The question is, how will it begin to happen for our loved ones and us? Can we live in dignity a little bit or a lot longer with the proper care? Or will we find ourselves unchecked, and the modern day equivalent of dying in the streets, because it makes more economic sense for the top power brokers in society for us to do so?

In other words, if health care costs too much the average American will not go to the doctor. Or wait until it’s too late to go. Or be dragged unwillingly to a hospital emergency room they can’t afford or are too scared to enter.

New strategies to avoid that situation

But if you are fortunate enough to be independently wealthy, or have gold star private insurance through your place of business (that, is, if you’re working) or have bought because money is no object, or long ago faced your inevitable expiration (which of us has?) and saved every penny you earned (again, which of us has?) for this inevitable day — NOTHING TO WORRY ABOUT.

There is another simple question we all have to ask ourselves as this national debate rages on:

What is ultimately more important – money or taking care of each other?

Can I have a few more minutes to think it over?

Now, I am more than aware that many in the country currently believe that taking care of each other means taking care of our loved ones and not people we’ve never met. And that since money is a rare commodity these days, they feel no obligation sharing with people they don’t know – certainly not others they deem inferior, or superior, or whose religious views, or outlook on a particular social issue, they find abhorrent.

Still, when you’re standing in the critical care unit of the hospital as I once did when I was a teenager…

…or in the center of an AIDS ward of a different hospital as I did in the eighties and nineties, bearing witness to various friends dying at way too young of an age…

I will never forget #youcancountonit

…or in the carpeted section of the upscale cancer floor of one of the best hospitals in the country as I did at the turn of this past century as my mother died from breast cancer…

…or in the heart and lung section a few years ago of that same upscale hospital as I saw my second mother go from lung cancer…

NONE of these arguments much matter. You don’t see dollar signs. You don’t see religion. Or race. Or the political affiliations. Of anyone.

▶ Work task A:
Which hospital settings does the writer of the passage on health care say they stood in? List each one.
▶ Work task B:
The passage on health care says many people feel no obligation to share with people they don't know. What reason does it give for that view?
Use only the passage on health care to answer.

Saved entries
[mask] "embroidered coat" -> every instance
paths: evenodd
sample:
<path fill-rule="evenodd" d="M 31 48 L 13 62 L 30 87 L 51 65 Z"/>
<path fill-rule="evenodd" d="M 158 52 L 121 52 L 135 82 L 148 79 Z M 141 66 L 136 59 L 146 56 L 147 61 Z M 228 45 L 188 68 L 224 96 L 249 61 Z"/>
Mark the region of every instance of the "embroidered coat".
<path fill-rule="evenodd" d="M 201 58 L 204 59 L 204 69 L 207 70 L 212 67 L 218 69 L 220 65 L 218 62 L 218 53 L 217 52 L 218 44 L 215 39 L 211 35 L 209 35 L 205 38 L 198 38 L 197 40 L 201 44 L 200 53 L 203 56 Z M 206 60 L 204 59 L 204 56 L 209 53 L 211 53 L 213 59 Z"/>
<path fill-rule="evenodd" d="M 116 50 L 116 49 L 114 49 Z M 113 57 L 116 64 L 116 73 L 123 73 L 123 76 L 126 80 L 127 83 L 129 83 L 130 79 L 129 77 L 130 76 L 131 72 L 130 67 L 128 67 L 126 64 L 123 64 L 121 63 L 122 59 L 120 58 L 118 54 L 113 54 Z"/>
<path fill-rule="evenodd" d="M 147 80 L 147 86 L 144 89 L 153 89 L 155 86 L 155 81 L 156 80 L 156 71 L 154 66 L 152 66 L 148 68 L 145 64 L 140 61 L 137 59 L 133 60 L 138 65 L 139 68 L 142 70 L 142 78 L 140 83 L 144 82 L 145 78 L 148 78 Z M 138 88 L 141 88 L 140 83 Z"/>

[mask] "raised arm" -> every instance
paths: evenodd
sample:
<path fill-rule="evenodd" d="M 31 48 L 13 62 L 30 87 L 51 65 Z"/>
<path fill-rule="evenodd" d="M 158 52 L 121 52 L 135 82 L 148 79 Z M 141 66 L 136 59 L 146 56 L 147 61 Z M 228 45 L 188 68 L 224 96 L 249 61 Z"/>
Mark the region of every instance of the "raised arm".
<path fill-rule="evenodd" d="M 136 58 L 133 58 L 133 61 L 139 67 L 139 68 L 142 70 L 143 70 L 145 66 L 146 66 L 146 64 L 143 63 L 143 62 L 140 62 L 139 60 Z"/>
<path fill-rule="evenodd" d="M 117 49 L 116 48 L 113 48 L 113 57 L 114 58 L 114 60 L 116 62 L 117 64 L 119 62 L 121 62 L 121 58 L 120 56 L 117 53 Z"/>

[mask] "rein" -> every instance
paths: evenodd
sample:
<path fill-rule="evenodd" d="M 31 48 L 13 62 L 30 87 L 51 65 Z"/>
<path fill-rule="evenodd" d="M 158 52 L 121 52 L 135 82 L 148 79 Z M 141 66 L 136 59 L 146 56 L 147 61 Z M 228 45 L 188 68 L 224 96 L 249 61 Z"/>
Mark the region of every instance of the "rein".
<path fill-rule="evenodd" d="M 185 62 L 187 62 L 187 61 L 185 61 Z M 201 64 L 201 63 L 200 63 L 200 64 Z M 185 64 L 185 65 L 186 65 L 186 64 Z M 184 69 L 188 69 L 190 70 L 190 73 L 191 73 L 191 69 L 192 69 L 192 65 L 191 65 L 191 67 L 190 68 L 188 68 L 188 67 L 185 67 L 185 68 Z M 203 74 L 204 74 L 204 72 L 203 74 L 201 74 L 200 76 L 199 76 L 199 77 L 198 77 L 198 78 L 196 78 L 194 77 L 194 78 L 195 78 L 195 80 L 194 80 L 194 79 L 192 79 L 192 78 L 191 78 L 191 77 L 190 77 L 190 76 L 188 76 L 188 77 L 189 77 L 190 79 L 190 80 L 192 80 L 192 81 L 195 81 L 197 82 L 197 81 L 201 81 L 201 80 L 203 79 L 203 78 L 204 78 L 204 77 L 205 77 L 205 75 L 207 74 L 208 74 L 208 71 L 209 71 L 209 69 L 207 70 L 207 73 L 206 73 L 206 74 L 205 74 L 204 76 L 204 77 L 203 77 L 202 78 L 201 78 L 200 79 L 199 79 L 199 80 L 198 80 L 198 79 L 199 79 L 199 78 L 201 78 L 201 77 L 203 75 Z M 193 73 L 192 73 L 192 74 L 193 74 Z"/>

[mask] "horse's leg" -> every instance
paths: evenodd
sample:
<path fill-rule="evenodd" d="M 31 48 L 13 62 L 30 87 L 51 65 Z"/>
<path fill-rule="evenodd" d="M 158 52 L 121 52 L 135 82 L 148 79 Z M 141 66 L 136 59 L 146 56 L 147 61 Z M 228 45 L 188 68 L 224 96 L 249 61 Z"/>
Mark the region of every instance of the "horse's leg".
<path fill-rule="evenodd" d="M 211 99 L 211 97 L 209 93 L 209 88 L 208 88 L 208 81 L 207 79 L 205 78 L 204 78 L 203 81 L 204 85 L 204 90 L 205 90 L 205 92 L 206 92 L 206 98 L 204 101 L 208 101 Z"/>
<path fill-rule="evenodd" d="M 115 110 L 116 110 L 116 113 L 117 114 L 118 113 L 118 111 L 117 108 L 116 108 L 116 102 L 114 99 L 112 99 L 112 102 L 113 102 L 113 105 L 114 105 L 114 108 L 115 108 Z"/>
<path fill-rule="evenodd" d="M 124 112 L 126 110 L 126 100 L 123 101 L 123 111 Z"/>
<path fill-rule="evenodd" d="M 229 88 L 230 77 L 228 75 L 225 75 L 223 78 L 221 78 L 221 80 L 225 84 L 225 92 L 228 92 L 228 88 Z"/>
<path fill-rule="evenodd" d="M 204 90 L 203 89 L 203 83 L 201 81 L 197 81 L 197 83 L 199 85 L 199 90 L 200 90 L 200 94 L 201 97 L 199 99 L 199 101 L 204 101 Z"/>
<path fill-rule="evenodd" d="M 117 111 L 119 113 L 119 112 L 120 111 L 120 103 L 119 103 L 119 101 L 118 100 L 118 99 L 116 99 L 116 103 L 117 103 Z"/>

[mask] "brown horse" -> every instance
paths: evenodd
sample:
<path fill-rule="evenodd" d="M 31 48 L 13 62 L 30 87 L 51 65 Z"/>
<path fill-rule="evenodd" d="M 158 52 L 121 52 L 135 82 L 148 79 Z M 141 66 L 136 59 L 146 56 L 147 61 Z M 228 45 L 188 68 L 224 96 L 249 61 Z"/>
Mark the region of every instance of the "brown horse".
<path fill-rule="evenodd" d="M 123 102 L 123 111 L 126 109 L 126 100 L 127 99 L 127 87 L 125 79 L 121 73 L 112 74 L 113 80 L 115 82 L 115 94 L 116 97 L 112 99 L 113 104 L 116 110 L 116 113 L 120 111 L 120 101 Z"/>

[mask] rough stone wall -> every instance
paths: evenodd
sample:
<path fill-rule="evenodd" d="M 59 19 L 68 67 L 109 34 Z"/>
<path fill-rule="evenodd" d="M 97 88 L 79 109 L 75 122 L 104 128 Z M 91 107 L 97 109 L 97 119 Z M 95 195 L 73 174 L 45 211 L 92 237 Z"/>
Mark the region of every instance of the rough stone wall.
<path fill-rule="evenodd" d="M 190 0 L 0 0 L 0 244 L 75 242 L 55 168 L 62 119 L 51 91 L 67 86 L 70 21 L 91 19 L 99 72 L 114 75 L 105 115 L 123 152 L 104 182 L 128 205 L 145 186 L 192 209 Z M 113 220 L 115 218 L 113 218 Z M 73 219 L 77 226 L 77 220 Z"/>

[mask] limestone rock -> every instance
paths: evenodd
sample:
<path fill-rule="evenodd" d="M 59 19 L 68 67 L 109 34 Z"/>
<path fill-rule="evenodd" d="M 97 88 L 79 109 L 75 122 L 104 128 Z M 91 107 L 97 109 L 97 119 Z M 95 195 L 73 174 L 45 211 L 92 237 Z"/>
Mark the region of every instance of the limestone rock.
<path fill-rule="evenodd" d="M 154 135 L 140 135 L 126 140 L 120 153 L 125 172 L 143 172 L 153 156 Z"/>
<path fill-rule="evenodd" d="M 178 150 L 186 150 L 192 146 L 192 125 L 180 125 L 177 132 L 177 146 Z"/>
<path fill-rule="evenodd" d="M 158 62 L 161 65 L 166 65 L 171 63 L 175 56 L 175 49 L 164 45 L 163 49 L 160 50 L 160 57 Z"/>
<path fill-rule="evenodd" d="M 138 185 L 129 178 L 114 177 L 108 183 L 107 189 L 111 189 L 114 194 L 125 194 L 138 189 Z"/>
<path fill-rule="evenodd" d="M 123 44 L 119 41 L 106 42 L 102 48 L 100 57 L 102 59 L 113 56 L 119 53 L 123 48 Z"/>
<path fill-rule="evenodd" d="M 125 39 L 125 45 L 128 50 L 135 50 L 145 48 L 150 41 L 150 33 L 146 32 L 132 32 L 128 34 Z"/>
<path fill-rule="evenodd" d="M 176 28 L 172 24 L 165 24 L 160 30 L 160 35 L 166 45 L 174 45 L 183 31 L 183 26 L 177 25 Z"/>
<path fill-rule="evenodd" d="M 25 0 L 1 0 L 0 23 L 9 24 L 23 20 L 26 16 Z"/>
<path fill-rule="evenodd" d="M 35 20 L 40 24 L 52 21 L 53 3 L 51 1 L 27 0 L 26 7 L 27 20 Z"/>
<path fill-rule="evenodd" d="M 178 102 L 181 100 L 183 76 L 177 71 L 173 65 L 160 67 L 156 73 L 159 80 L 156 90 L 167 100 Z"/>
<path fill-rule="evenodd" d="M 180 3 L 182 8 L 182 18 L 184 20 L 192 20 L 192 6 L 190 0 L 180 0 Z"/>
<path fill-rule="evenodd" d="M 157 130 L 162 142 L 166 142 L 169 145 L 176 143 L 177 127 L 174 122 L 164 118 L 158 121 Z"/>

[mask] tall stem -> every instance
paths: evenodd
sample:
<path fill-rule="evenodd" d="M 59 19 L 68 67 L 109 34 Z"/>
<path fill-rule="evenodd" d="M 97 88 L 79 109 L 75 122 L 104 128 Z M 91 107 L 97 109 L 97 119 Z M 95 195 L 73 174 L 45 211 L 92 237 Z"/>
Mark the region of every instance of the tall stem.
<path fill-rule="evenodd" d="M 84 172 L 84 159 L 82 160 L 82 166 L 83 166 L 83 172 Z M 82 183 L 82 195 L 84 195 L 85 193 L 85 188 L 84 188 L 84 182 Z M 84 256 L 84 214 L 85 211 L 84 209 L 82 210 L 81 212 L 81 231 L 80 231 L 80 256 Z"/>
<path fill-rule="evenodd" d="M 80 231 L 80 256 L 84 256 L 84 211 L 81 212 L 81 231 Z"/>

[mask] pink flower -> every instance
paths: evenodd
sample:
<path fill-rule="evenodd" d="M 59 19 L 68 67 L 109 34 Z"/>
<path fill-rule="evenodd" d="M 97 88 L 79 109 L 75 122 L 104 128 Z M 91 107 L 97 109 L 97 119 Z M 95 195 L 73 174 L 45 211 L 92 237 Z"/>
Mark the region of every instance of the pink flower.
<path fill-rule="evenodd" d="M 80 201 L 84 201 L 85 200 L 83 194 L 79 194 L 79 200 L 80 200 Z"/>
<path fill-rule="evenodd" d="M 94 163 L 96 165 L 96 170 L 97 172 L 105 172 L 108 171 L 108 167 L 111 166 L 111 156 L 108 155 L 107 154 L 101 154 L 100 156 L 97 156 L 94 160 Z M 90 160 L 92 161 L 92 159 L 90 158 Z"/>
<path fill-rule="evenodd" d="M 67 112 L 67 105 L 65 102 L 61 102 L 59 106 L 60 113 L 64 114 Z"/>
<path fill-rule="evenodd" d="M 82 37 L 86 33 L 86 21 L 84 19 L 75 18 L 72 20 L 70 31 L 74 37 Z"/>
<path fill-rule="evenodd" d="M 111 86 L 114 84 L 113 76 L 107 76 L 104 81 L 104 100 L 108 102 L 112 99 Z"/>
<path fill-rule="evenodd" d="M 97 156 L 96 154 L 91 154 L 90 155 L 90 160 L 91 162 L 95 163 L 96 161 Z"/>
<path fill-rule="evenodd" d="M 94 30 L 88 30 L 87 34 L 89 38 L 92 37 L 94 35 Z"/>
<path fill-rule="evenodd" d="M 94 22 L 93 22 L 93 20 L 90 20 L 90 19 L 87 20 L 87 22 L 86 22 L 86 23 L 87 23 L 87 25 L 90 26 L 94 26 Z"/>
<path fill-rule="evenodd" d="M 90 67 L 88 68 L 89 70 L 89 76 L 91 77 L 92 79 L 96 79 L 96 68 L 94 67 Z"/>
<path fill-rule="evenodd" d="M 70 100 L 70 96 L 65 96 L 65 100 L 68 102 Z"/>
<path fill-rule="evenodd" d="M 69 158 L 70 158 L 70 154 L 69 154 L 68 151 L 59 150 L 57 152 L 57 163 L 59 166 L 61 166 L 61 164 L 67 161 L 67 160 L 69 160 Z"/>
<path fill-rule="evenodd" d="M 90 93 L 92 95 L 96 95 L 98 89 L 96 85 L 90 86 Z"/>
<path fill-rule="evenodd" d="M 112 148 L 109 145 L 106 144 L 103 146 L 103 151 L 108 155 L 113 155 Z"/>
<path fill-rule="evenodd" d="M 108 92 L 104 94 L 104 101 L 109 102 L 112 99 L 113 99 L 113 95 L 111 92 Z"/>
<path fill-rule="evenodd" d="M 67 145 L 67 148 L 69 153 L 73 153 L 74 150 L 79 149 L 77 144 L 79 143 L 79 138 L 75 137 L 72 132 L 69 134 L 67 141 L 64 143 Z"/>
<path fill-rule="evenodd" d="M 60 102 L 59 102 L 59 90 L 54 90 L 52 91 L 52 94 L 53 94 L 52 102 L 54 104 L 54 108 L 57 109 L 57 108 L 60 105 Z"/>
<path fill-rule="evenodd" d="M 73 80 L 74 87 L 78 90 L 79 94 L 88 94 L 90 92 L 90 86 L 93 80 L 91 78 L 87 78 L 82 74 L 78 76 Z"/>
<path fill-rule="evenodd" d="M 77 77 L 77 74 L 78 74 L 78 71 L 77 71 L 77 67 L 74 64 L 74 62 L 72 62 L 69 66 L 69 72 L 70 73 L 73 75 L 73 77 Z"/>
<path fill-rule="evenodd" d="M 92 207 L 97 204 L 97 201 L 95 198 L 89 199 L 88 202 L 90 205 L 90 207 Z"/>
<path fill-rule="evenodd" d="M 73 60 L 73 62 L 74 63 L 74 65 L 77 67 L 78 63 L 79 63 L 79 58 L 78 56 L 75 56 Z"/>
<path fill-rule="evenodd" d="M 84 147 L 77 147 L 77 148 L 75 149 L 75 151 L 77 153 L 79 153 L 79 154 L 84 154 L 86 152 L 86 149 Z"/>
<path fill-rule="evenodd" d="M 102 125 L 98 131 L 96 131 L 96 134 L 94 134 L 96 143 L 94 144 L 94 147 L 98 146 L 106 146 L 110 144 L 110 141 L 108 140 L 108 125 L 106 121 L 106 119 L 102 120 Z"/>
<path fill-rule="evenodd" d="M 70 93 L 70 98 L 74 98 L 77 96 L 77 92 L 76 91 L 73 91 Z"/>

▶ Answer box A:
- The critical care unit of a hospital, as a teenager
- The center of an AIDS ward of a different hospital, in the eighties and nineties
- The carpeted section of the upscale cancer floor of one of the best hospitals in the country, at the turn of this past century
- The heart and lung section of that same upscale hospital, a few years ago

▶ Answer box B:
Money is a rare commodity these days. Many people also take "taking care of each other" to mean caring for their loved ones rather than people they've never met.